PAGE EXCERPT >>
--------

- Electromagnetic vehicle armor runs on vehicle battery alone
- Fuel cells gain power with 97% efficient converter
- Optical biosensors
- More power to telecomm devices
A power electronics team has developed high-voltage, distributed-power technology so a standard military vehicle battery can provide enough instantaneous energy for electromagnetic armor to repel an incoming projectile. The high-performance system dramatically reduces weight and thickness of the vehicle armor and enhances survivability and mobility.
The technology, developed at the Center for Power Electronics Systems (CPES), passed U.S. Army Research Laboratory testing and is undergoing vehicle testing.
Electromagnetic armor uses an intense electrical discharge to create a powerful, pulsed magnetic field on the intercepting plate to destroy incoming projectiles. Using a pulsed power system, the CPES technology converts 24V battery input to charge the armor to 10 kV, which is more than 410 times higher than the input. The system takes five to 10 seconds to recharge the armor for respective events. In each charging cycle, 100 kJ of energy is delivered in a two-stage step-up. First, front-end converters boost voltage to 600 V, then load converters raise the voltage to 10 kV.
The front-end converters use a high-frequency, soft-switching technique and a newly developed, amorphous magnetic material. Power density is 45W/cubic inch with 91.3 percent efficiency and the switching frequency of 200 kHz is two to four times higher than state-of-the-art. The amorphous material helps cut the magnetic size by 80 percent of conventional transformers. The load converter also achieves greater than 90 percent efficiency and 35 W/cubic-inch power density. CPES Director Fred Lee served as lead on the project.
Jason Lai’s team at the Future Energy Electronics Center (FEEC) has developed a highly efficient converter that takes the unpredictable, slow DC output of solid oxide fuel cells and produces the high-quality, high-power AC voltage needed by household and business devices. The converter boosts net power output and helps downsize both the fuel cell stack and its supporting electronics. The development is a significant step toward the U.S. Department of Energy (DOE) goal of 40-60 percent overall fuel cell efficiency at a cost of $400/kW by 2010.
The FEEC technology converts 22 V to 400 V at 97 percent efficiency, while reducing 120 Hz ripple current to 2 percent—eliminating the need for the costly, bulky capacitors or additional converters that are customarily used.
The research was funded by DOE’s Solid State Energy Conversion Alliance (SECA) Program. SECA studies indicate that each 1 percent improvement in inverter efficiency can reduce fuel cell stack costs by $5-$10 per kW.
Kathleen Meehan’s team is working with materials, environmental, and life scientists to develop robust optical bio-sensors for studying living cells. Goals are real-life monitoring of cell response to drugs, viruses, and chemicals, plus identifying intracellular pathways via functionalized probes. The probes are semiconductor quantum dots tailored to detect chemicals through the attachment of biochemical ligands to their surfaces. Photos: CdSe quantum dots in aqueous suspension. Dot diameter influences color.
Bradley Fellow Douglas Sterk developed a technique that allows the integration of three transformers and two inductors onto a single magnetic core, outperforming standard technology that requires one core for each transformer and inductor. His prototype power supply (shown above) increases the load current more than 30 percent above today’s state-of-the-art eighth brick power supplies. With more power delivered in a smaller package, Sterk’s converter can replace more expensive quarter brick converters used by today’s telecommunications devices.

--------

Point-per-instance localization records >>
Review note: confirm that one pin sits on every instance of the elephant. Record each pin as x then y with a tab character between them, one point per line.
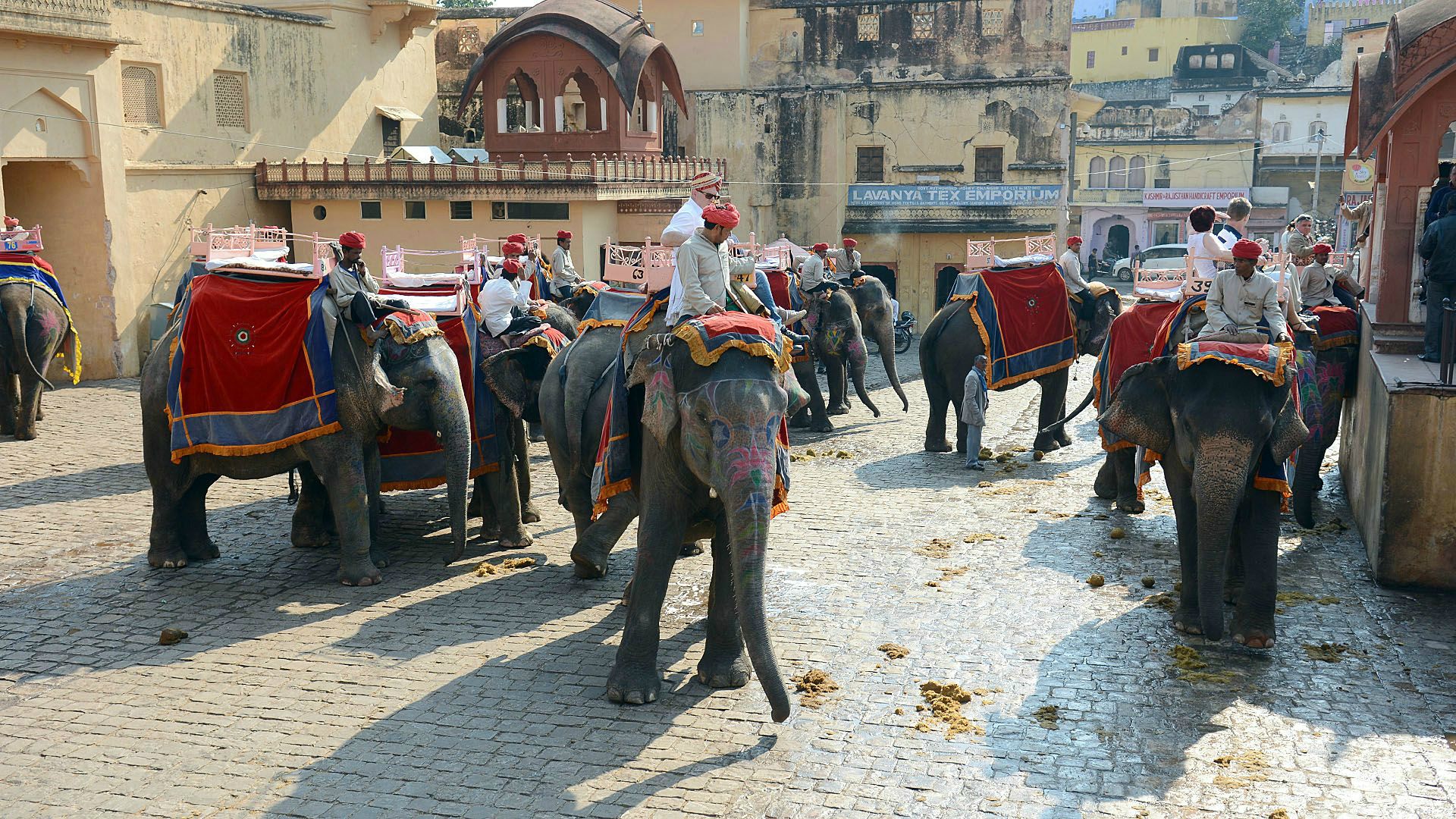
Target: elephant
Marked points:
346	461
840	344
710	453
951	343
1212	423
31	334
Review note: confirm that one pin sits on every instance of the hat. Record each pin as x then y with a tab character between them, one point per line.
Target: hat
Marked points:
721	215
705	180
1245	249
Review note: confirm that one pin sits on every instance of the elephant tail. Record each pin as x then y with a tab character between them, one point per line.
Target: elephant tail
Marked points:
20	350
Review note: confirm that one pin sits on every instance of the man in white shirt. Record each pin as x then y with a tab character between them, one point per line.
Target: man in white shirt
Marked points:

--------

TASK INSTRUCTIONS >>
• A. According to the power electronics page, to what voltage do the front-end converters first boost the battery input?
• B. Please copy the power electronics page word for word between "- Electromagnetic vehicle" and "undergoing vehicle testing.", inclusive.
You don't need the records for any of this.

TASK ANSWERS >>
• A. 600 V

• B.
- Electromagnetic vehicle armor runs on vehicle battery alone
- Fuel cells gain power with 97% efficient converter
- Optical biosensors
- More power to telecomm devices
A power electronics team has developed high-voltage, distributed-power technology so a standard military vehicle battery can provide enough instantaneous energy for electromagnetic armor to repel an incoming projectile. The high-performance system dramatically reduces weight and thickness of the vehicle armor and enhances survivability and mobility.
The technology, developed at the Center for Power Electronics Systems (CPES), passed U.S. Army Research Laboratory testing and is undergoing vehicle testing.